_Source excerpt_
####

Design a web crawler

#system_design

Question

Web Crawler

Step 1 - Understand the problem and establish design scope

Questions to ask

What is the purpose of the crawler? Indexing, data mining...
How many web pages does the web crawler collect per month?
What types are included?
- Only HTML or other types as well
Shall we consider the newly added or edited pages?
Do we need to store HTML pages crawled from the web?
How do we handle web pages with duplicated content?

Functional requirements

Search engine indexing
1 billion page per month
HTML only
Store content up to 5 years
Ignore pages with duplicate contents

Non-functional requirements

scalability - there are billions of web pages out there
- Web crawling should be extremely efficient using parallelisation
robustness - Bad HTMLs, malicious links...
politeness - not make too many requests to a website within a short time interval
extensibility - System is flexible so that minimal changes are needed to support new content types

Back of the envelop estimation

1 billion web pages downloaded every month
- around 400 pages per second
- assume the peak QPS to be 800
Assume average web page size is 500 KB
1 billion * 500k is around 500TB per month
Assume data are stored for 5 years
- That is 30 PB

Step 2 - Propose high-level design and get buy-in

CleanShot 2024-10-25 at 23.59.09@2x.png

Seed URLs

Starting point of the crawl process
- Try to divide the large URL space into smaller ones
- Base on location, types of the website and such

URL Frontier

To store URL to be downloaded
Usually in FIFO queue

HTML Downloader

From the internet, where URL is provided by the Frontier

DNS resolver

Convert the URL into IP address

Content parser

Should be parsed and validated
Remove malformed page to save up storage
Move into a seperate component to prevent slowing down the crawling process

Content Seen

Remove duplicates
Compare the hash values of two web pages to improve efficiency

Content storage

Popular content is kept in memory
Most other content is stored on disk

URL Extractor

Parse and extract links from HTML pages

URL Filter

Excludes certain content types, file extensions, error links and URL in "blacklisted" sites

URL Seen

Remove seen and URL on Frontier
Avoid infinite loop
Can implement using bloom filter

URL Storage

Processed URLs

Step 3 - Design deep dive

DFS vs BFS

DFS is not ideal since it may recurse to a really deep level
The BFS approach is also problematic in two ways:
- Most links from the same page are linked to the same host (such as wikipedia). Which may result too many request sent to the server, which is "impolite"

####

_Data section_
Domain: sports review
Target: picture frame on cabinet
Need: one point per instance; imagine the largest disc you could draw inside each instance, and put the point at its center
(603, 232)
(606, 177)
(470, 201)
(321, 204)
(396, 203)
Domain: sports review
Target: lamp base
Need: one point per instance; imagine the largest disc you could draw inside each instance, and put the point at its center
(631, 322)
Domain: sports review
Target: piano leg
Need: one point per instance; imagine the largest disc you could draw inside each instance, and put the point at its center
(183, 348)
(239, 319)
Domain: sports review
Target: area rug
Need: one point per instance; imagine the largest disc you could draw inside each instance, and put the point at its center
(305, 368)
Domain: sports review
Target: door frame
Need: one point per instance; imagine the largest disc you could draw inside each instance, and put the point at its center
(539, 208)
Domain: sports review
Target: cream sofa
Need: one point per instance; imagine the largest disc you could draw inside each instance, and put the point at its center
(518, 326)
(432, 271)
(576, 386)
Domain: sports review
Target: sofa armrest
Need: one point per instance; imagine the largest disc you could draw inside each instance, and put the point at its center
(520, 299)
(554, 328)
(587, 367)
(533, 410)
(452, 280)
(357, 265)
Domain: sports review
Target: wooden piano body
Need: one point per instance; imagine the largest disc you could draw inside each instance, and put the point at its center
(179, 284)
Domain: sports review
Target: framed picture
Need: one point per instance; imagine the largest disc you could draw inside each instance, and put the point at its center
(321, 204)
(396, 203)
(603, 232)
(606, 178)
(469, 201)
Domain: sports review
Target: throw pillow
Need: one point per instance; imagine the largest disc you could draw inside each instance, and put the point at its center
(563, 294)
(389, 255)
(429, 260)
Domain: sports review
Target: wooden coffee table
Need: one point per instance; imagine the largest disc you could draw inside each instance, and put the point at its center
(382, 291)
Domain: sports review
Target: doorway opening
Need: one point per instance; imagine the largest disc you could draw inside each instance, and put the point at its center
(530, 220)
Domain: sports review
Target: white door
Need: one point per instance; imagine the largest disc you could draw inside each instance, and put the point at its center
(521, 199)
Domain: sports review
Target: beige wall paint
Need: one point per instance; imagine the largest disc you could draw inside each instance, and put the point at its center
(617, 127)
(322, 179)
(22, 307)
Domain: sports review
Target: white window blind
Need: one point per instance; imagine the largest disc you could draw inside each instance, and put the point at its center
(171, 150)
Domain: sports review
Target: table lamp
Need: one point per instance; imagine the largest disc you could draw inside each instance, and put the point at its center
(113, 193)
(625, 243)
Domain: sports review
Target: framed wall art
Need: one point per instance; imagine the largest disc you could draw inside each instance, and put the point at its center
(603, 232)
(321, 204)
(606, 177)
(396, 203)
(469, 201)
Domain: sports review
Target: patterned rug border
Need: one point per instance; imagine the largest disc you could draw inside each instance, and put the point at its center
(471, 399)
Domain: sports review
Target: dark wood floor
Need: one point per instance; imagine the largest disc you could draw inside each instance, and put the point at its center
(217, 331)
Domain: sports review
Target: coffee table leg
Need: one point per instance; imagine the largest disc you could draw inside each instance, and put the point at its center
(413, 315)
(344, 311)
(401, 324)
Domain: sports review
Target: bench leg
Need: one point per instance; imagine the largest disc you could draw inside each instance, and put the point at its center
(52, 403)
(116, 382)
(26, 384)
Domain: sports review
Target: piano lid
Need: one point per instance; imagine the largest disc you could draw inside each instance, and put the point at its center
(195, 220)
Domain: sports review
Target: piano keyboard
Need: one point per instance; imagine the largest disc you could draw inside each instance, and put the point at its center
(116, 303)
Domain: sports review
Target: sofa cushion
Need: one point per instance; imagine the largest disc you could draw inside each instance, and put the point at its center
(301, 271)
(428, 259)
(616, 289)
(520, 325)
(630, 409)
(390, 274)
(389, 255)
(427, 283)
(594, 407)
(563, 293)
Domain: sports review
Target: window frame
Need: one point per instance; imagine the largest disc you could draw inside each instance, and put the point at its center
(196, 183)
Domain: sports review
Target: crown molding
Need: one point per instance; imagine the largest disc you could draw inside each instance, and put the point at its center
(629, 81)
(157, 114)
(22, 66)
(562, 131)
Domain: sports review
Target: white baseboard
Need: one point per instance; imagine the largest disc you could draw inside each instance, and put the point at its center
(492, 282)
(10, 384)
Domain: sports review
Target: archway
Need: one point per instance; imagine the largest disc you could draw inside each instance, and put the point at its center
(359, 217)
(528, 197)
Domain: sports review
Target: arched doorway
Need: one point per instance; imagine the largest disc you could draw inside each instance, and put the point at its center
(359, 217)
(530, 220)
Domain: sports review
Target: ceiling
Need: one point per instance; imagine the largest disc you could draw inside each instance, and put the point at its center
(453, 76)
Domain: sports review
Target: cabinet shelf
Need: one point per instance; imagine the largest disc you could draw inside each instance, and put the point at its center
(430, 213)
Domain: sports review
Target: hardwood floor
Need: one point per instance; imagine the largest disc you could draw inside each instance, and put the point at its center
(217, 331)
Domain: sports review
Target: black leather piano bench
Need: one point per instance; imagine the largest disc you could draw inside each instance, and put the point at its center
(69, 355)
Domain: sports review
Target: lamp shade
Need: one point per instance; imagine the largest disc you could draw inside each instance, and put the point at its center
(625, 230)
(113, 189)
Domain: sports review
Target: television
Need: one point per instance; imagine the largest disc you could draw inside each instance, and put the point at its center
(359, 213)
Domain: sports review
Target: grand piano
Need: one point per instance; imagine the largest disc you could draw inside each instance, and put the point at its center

####

_Tasks and exercises_
1: In the web crawler design notes, what peak QPS is assumed?
2: Display every line of the entries that contains the word "doorway". Case counts.

_Exercise solutions_
1: 800

2:
Target: doorway opening
Target: arched doorway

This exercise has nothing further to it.